▸ **Objetivo**:
Transcribe sin cambios el pasaje sobre Río Frío desde "Río Frío está" hasta "el aprovechamiento colectivo.".

▸ **Fragmento seleccionado**:
-*-*-

Río Frío está anclado a las memorias sentimentales de Támesis y Jericó, en el Suroeste antioqueño. Sus aguas, que han sido fuente de ingresos y disfrute para distintas generaciones, han padecido también varias amenazas en los últimos años. Con el Festival del Río, Comfama, el museo Maja y Visión Suroeste quieren poner de nuevo la mirada sobre esta corriente natural. Una mirada por la regeneración y el aprovechamiento colectivo.
Por Camilo Jaramillo
Fotografías de Sergio González
Todo esto era el río. La caminata de domingo por una carretera pedregosa o la trocha donde las botas podían pegarse en el pantano, o el bus escalera, tambaleante, que hacía invocar al ángel de la guarda o a san Cristóbal. La vista imponente hasta el cañón del Cauca. El olor de los cafetales en el camino. El canto del carraquí.
Era salir en familia, cargando la olla grande en la que se prepararía el sancocho, o trasnocharse preparando los fiambres envueltos en hojas de congo. La papa sudada, el huevo blando, las tajadas de plátano maduro. Armar un fogón con tres piedras y unos chamizos, cuidar que el chocolate hirviendo no desbordara la olla y apagara las llamas. Era la fogata en la que la mirada se perdía, las canciones de siempre en la guitarra, las historias repetidas que con nueva fe volvíamos a escuchar.
Era, también, el primer escape de la familia. Volarse con los amigos o con la primera novia, sentarse a contemplar el cauce o bañarse en pelota y sin pudor. Era acampar bajo el frío, correr cuando llovía hasta encontrar una casa abandonada, contemplar la noche en el regreso.

-*-*-

▸ **Datos presentados**:
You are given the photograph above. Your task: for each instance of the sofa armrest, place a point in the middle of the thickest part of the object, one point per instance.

-*-*-

▸ **Resultado del ejercicio**:
Río Frío está anclado a las memorias sentimentales de Támesis y Jericó, en el Suroeste antioqueño. Sus aguas, que han sido fuente de ingresos y disfrute para distintas generaciones, han padecido también varias amenazas en los últimos años. Con el Festival del Río, Comfama, el museo Maja y Visión Suroeste quieren poner de nuevo la mirada sobre esta corriente natural. Una mirada por la regeneración y el aprovechamiento colectivo.